TRECHO DA PÁGINA:

..........

Eu estava muito assustada e acho que a mulher quando chega ao ponto de ir a uma delegacia, já está com muito medo. Ela tem que ser tratada com empatia e não ameaçada. Lembro que o delegado falou de forma dura comigo e eu não era culpada por aquela situação. No final da história, o meu ex ficou preso por cinco meses esperando o julgamento. isso porque ele também foi acusado pelos policiais de lesão corporal, resistência a prisão... Como não tive hematomas, porque foram puxões de cabelo e tapas na cara, ele foi absolvido por falta de provas e pagou com serviços sociais apenas pelo que fez com os PMs."

Christine Xavier, jornalista, 33 anos.

"Se fosse minha mulher"

"Eu fui casada durante treze anos. Sou modelo plus size e uma noite tive de acompanhar meu patrão em um evento. O meu ex marido não aceitou, mas eu fui assim mesmo. Ele sabia que fazia parte do meu trabalho e não estava fazendo nada escondido de ninguém. Quando retornei, ele estava alterado, bêbado e me agrediu fisicamente. Fui à delegacia e quando tentei registrar a queixa, o delegado perguntou se realmente eu queria fazer aquilo, mesmo sabendo que eu estava errada. Afinal, eu era casada e sai à noite com o meu chefe.
Eu falei que isso não era motivo para meu marido me bater e foi então que ele falou alto. "Se fosse minha mulher, eu também não deixaria sair com o patrão". Todos que estavam na sala riram de mim. Depois, o delegado ainda disse que não adiantava eu prestar uma queixa, porque já era um casamento de treze anos e logo eu voltaria com ele e apanharia outra vez. Eu sai de lá muito envergonhada. Diferentemente do que ele disse, não voltei para meu ex. Coloquei na cabeça que quem bate uma vez, vai bater sempre. Isso já aconteceu há quase um ano e estou em outro relacionamento."

..........

INFORMAÇÕES APRESENTADAS:

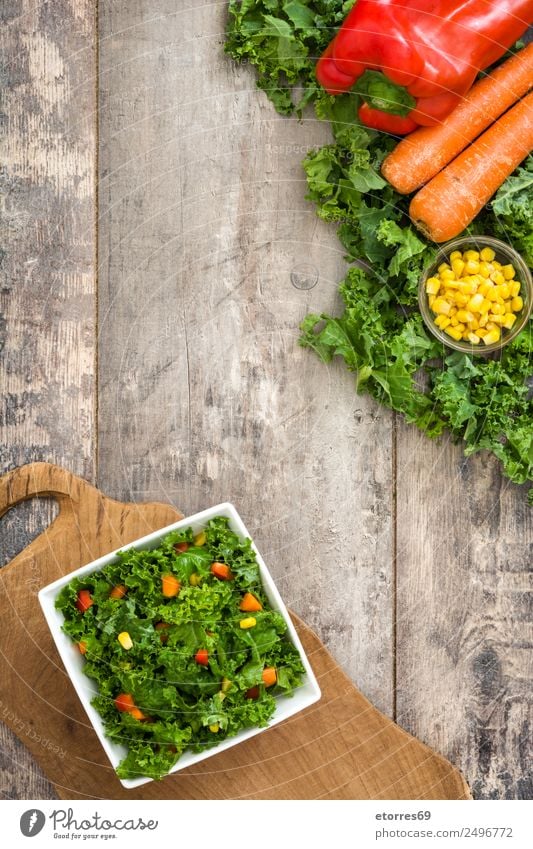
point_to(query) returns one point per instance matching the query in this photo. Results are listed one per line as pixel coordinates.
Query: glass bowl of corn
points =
(477, 294)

..........

Por favor, transcreva o relato de "Christine Xavier, jornalista, 33" até "o meu chefe.", inclusive, trocando "patrão" por "empregador". O material não tem relação com o relato.

ESPAÇO DA RESPOSTA:
Christine Xavier, jornalista, 33 anos.

"Se fosse minha mulher"

"Eu fui casada durante treze anos. Sou modelo plus size e uma noite tive de acompanhar meu empregador em um evento. O meu ex marido não aceitou, mas eu fui assim mesmo. Ele sabia que fazia parte do meu trabalho e não estava fazendo nada escondido de ninguém. Quando retornei, ele estava alterado, bêbado e me agrediu fisicamente. Fui à delegacia e quando tentei registrar a queixa, o delegado perguntou se realmente eu queria fazer aquilo, mesmo sabendo que eu estava errada. Afinal, eu era casada e sai à noite com o meu chefe.